• _DOCUMENT EXTRACT_
=-=-=

TERM AND TERMINATION OF EMPLOYMENT
Section 3.1 Term. Unless sooner terminated pursuant to other provisions
hereof, the Company agrees to employ Executive for the period (the "Term")
beginning on the Commencement Date and ending three years thereafter. If the
employment relationship is not terminated prior to the end of the Term, either
the Company or Executive may elect, for any reason whatever, with or without
cause, to cause the employment relationship to cease as of the expiration of the
Term. This shall occur by either party giving a written notice to the other
party at least 120 days prior to the end of the Term that the employment
relationship shall cease as of the expiration of the Term. Should Executive
serve the full Term and remain employed by the Company beyond the expiration of
the Term, such employment shall convert to a month-to-month, at-will
relationship, which shall be deemed part of the Term for purposes of Article 4
hereof. Such at-will relationship may be terminated at any time by either
Executive or the Company for any reason whatsoever, with or without cause, upon
30 days' prior written notice to the other party.

=-=-=

• _LISTED ENTRIES_
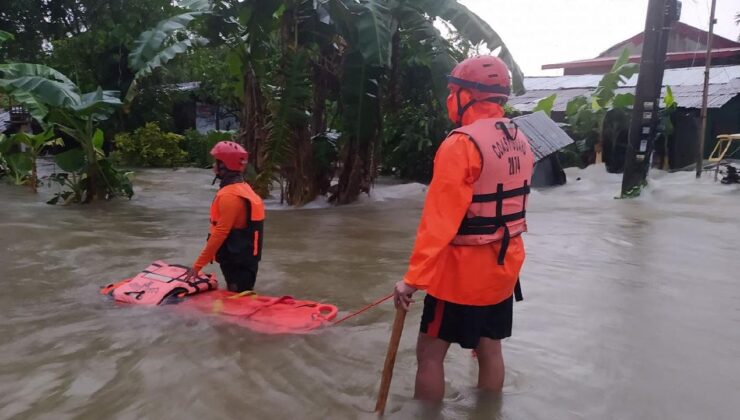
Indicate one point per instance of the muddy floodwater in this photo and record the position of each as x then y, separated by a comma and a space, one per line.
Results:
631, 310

=-=-=

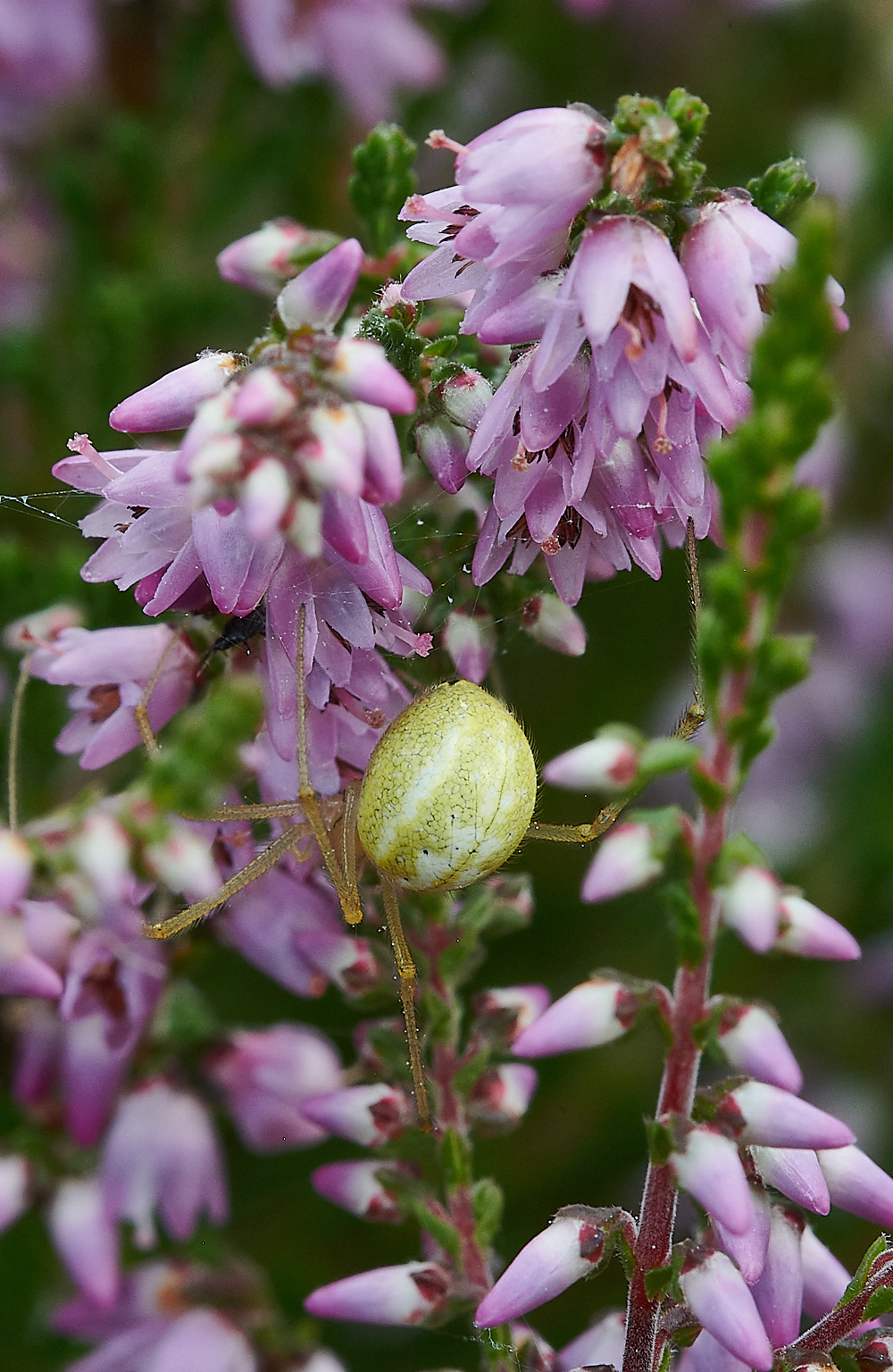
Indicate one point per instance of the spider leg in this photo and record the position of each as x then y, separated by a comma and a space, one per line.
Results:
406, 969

=-=-=

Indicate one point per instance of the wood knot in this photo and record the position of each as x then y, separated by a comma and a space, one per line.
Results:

=-=-=

• _THINGS TO DO_
1) In the employment contract excerpt, rewrite the paragraph that begins "Section 3.1 Term" as a short bulleted list that keeps its main facts.
2) Continue the employment contract excerpt, starting after its final sentence.

• _OUTPUTS BY TASK_
1)
- The Company will employ Executive for a three-year Term that begins on the Commencement Date, unless the employment ends sooner under other provisions.
- Either party may end the employment when the Term expires, for any reason and with or without cause, by giving the other party written notice at least 120 days before the Term ends.
- If Executive serves the full Term and stays employed afterward, the employment becomes a month-to-month, at-will relationship. For purposes of Article 4, that relationship counts as part of the Term.
- Either party may end the at-will relationship at any time, for any reason and with or without cause, by giving the other party 30 days' prior written notice.

2)
Section 3.2 The Company's Right to Terminate. Notwithstanding the
provisions of Section 3.1, the Company shall have the right to terminate
Executive's employment under this Agreement at any time for any of the following
reasons:
(a) upon Executive's death;
(b) upon Executive's becoming incapacitated by accident,
sickness or other circumstance which renders him mentally or physically
incapable of performing, in the good faith determination of the Board,
the duties and services required of him hereunder on a full-time basis
for a period of at least 60 consecutive days or for a period of 90 days
in any 12 month period;
(c) for "Cause," which for purposes of this Agreement shall
mean (i) the commission of a felony or any other act or omission
involving dishonesty, disloyalty, or fraud with respect to the Company
or any of its customers or suppliers, (ii) conduct tending to bring the
Company into substantial public disgrace or disrepute, (iii)
substantial and repeated failure to perform duties as reasonably
requested by the Board or its designees, (iv) gross negligence or
willful misconduct in connection with the performance of Executive's
duties as an employee or (v) a material breach (which shall include,
without limitation, all breaches of Article 4 hereof by Executive) or
repeated violation of this Agreement; provided that in the case of a
violation of his duties as described in Article 1, the violation, if
correctable, remains uncorrected for 30 days following written notice
to Executive by the Company of such breach or violation.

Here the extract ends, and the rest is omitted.